* TASK TO COMPLETE
Please gather every line of the items below that contains the word "Would", and copy each of those lines in full.

* EXERCISE MATERIAL

+-------+

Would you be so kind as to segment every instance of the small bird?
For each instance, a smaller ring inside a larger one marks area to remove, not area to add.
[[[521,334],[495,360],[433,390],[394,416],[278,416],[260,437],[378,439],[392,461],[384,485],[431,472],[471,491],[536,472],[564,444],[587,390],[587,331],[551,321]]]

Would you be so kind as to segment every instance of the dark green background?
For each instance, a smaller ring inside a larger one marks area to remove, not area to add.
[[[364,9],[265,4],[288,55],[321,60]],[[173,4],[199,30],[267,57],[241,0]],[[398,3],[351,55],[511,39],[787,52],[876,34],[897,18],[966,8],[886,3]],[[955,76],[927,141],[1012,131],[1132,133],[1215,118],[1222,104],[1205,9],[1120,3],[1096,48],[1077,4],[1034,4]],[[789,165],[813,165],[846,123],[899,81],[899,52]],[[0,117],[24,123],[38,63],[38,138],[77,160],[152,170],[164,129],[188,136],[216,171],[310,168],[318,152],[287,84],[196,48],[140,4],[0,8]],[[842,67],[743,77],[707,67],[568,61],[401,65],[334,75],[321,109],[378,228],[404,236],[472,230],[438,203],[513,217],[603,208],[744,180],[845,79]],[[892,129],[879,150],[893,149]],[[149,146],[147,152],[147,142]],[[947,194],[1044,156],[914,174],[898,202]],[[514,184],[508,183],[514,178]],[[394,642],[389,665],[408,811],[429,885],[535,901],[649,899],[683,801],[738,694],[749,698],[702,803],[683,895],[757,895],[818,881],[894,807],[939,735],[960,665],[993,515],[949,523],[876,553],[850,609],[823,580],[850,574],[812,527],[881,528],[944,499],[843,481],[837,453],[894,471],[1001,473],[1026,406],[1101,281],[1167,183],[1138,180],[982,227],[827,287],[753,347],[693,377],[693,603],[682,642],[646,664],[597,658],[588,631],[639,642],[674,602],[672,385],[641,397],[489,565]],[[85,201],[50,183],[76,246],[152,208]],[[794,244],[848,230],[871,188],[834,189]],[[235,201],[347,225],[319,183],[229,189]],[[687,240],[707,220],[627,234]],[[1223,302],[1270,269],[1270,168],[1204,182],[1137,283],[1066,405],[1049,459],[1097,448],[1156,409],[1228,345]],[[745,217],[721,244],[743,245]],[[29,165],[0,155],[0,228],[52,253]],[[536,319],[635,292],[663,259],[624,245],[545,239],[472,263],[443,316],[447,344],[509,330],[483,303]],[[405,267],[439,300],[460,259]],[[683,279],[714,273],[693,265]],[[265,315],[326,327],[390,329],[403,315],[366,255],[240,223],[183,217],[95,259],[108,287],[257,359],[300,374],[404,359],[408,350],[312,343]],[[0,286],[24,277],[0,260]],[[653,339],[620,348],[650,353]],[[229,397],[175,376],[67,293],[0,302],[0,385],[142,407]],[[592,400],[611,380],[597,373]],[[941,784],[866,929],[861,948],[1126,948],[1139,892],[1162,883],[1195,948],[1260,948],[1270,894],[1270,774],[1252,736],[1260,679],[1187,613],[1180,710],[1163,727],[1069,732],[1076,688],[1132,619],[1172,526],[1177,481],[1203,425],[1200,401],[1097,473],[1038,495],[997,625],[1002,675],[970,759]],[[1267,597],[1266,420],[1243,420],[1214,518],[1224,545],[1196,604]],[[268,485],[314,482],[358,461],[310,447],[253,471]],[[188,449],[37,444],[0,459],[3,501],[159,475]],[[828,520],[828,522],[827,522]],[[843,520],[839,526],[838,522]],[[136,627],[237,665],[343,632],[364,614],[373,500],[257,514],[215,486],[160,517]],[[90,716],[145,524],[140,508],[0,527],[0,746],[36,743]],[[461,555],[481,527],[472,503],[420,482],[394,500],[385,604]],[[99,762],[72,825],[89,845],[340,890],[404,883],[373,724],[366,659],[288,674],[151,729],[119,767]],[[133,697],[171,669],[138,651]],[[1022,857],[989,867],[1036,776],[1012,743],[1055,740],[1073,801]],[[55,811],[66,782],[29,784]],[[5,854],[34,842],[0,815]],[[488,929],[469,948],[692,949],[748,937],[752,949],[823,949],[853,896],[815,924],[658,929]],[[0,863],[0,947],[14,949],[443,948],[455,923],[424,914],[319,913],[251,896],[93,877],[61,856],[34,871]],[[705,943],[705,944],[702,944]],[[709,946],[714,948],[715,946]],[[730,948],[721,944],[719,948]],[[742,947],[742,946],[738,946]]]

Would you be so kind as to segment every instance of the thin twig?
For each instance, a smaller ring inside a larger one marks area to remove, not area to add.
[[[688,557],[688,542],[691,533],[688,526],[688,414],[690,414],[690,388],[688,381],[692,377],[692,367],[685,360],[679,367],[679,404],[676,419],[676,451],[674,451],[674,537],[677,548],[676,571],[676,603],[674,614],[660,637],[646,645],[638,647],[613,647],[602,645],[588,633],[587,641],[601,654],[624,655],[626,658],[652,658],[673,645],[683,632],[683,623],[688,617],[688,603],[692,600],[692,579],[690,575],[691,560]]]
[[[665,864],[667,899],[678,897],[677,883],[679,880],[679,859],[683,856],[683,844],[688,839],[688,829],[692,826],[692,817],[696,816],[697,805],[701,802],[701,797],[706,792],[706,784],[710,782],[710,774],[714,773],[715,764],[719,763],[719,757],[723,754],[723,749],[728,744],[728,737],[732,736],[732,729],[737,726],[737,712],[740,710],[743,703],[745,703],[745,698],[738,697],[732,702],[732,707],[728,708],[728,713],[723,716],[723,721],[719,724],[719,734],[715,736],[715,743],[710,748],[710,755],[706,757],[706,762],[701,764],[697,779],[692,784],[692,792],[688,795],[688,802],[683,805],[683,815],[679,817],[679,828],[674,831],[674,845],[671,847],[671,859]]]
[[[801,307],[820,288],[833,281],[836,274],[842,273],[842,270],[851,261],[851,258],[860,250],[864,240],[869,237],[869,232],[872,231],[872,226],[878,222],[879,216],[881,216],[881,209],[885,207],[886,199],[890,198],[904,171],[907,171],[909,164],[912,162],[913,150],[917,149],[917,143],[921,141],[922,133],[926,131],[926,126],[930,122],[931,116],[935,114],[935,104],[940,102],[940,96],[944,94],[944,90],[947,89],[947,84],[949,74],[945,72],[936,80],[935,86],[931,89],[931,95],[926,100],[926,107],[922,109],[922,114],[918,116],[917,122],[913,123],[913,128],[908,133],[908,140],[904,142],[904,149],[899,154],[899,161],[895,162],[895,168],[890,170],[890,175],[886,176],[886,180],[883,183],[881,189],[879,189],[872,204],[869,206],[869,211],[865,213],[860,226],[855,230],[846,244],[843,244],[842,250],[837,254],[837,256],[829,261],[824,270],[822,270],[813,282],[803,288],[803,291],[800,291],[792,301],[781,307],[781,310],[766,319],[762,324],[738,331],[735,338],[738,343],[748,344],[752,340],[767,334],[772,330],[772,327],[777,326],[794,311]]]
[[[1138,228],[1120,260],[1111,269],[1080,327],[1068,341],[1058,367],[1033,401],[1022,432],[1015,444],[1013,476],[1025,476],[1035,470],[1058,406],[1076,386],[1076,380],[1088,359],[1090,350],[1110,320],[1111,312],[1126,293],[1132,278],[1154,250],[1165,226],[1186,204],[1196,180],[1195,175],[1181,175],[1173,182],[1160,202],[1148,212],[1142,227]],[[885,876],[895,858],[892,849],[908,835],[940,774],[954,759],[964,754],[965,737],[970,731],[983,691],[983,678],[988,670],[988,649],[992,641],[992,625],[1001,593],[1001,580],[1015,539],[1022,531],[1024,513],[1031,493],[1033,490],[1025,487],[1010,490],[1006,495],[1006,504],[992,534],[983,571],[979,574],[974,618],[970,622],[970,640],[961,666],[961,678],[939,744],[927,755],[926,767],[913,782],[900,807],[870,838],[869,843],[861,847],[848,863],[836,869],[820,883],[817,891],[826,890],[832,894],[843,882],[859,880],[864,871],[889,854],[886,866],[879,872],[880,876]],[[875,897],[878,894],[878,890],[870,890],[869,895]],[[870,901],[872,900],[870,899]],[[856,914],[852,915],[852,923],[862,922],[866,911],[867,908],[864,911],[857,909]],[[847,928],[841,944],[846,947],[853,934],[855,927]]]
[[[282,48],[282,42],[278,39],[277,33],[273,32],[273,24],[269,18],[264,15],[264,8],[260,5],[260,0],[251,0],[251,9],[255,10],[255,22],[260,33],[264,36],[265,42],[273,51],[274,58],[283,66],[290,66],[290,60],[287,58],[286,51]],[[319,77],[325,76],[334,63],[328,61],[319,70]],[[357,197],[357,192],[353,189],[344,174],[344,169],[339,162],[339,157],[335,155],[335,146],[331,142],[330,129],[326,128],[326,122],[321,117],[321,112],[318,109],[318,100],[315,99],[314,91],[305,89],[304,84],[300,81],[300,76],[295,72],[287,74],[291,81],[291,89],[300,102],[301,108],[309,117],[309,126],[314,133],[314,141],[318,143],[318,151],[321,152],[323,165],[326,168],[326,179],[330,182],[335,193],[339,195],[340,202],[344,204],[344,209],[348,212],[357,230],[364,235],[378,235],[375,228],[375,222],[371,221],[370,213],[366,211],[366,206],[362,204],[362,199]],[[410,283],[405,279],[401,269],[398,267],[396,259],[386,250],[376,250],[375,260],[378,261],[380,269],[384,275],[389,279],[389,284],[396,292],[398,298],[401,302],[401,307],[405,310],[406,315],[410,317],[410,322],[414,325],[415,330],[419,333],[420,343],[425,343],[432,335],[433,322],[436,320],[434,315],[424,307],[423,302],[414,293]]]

+-------+

* TASK RESPONSE
Would you be so kind as to segment every instance of the small bird?
Would you be so kind as to segment every instance of the dark green background?
Would you be so kind as to segment every instance of the thin twig?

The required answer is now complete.